[Begin Document text]
Coming Home to North America
The opinions expressed below are my own and are not meant in anyway to represent the official position of the Raven Wood Grove. They are the result
of my own personal journey. It is my sincere hope that others may find some of the ideas discussed here to be useful in their own path of discovery.
The Celts held the natural world sacred in many ways, as did most first peoples worldwide. The natural environment of much of post glacial Europe
was heavily forested and it is important to understand that this natural environment formed the context that the Celtic world view evolved in. It is
not surprising that given a deep day to day interaction with this landscape that Celtic peoples developed a complex spiritual relationship with both
forests and the trees that comprised the dominant vegetation within them.
[End Document text]
[Begin Rows]
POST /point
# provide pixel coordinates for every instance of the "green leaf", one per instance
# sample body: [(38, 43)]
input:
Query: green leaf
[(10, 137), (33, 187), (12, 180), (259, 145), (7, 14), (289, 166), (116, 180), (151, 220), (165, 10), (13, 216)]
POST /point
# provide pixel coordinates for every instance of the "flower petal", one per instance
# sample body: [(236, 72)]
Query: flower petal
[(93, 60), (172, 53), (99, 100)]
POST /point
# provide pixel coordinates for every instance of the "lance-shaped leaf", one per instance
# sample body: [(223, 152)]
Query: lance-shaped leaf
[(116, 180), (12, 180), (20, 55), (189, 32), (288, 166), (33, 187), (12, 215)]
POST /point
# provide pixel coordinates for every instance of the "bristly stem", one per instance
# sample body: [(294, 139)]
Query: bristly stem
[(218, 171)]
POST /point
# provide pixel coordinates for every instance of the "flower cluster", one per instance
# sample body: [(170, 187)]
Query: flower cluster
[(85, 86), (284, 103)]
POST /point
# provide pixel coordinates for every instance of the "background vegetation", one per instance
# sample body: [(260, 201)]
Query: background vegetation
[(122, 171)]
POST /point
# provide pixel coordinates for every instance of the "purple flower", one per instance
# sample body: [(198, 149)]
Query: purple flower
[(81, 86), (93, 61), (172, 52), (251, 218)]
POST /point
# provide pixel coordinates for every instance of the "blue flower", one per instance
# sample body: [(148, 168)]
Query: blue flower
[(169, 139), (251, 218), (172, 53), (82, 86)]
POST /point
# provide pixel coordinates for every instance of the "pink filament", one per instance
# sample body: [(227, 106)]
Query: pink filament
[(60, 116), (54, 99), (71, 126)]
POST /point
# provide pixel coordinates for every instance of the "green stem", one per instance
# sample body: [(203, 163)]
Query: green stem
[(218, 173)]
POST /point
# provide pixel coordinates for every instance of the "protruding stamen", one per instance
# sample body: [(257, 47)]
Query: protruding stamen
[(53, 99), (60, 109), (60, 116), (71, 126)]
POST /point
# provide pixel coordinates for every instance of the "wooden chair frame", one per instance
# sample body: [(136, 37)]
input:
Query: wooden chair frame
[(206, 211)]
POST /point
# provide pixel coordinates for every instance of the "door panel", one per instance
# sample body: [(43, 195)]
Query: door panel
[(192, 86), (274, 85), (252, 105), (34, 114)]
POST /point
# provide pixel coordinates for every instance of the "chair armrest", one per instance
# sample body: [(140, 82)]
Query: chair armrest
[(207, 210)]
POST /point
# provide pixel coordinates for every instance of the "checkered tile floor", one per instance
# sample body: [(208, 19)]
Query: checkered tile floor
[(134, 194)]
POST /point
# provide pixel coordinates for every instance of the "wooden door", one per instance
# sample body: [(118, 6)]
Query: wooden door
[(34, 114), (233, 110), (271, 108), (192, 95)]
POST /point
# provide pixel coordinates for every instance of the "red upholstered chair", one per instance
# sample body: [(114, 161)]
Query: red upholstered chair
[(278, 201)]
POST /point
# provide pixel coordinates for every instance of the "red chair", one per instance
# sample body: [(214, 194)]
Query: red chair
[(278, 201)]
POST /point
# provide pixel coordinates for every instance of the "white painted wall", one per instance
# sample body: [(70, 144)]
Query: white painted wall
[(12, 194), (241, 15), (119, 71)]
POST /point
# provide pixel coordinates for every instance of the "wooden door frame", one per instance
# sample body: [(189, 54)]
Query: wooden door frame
[End Rows]
**What the task asks**
Resume the essay above on the Celts' sacred bond with forests and trees, continuing it from its last sentence.

**The result**
It is interesting to learn the relationships between specific Celtic groups and the trees that were part of their everyday world. I have always
felt however that studying this relationship alone falls short of what is needed for individuals creating an earth centered spirituality here in North
America and specifically in the Midwestern region. Our wooded communities are very different than those of Europe and other natural communities common
here, such as tall grass prairie, were not present at all on the European continent.
What seems to be often overlooked by neo pagan practitioners, regardless of the spiritual path they have elected to follow, is the necessity of
coming to know ones own local natural environment. There can be no doubt that the ancient Celts were intimately familiar with even the smallest
nuances of European natural communities. The modern North American Druid, Wiccan or Shaman should be just as intimately familiar with the native
communities of the region they are associated with. It is the land after all, that provides the ultimate source of the earth energy we use in our
spirituality. To understand its unique texture, form and composition is crucial learning how to work effectively with it.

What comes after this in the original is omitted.